→ **Written task**: Copy every line of the items below with no change at all.

→ **Provided material**:
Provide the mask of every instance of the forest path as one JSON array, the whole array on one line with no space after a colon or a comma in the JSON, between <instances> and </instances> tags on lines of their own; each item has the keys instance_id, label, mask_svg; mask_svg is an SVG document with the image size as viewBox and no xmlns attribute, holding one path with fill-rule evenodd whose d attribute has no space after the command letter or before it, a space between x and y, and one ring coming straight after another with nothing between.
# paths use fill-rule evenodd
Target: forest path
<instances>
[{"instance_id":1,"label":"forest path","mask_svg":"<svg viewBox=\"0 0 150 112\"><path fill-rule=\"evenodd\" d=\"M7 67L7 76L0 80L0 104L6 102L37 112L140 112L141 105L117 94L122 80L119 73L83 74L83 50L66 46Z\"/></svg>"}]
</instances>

→ **Answer to this task**:
Provide the mask of every instance of the forest path as one JSON array, the whole array on one line with no space after a colon or a comma in the JSON, between <instances> and </instances> tags on lines of their own; each item has the keys instance_id, label, mask_svg; mask_svg is an SVG document with the image size as viewBox and no xmlns attribute, holding one path with fill-rule evenodd whose d attribute has no space after the command letter or before it, a space between x and y, and one ring coming straight after another with nothing between.
# paths use fill-rule evenodd
Target: forest path
<instances>
[{"instance_id":1,"label":"forest path","mask_svg":"<svg viewBox=\"0 0 150 112\"><path fill-rule=\"evenodd\" d=\"M7 67L7 76L0 80L0 104L6 102L37 112L140 112L141 105L117 94L122 80L119 73L83 74L83 50L66 46Z\"/></svg>"}]
</instances>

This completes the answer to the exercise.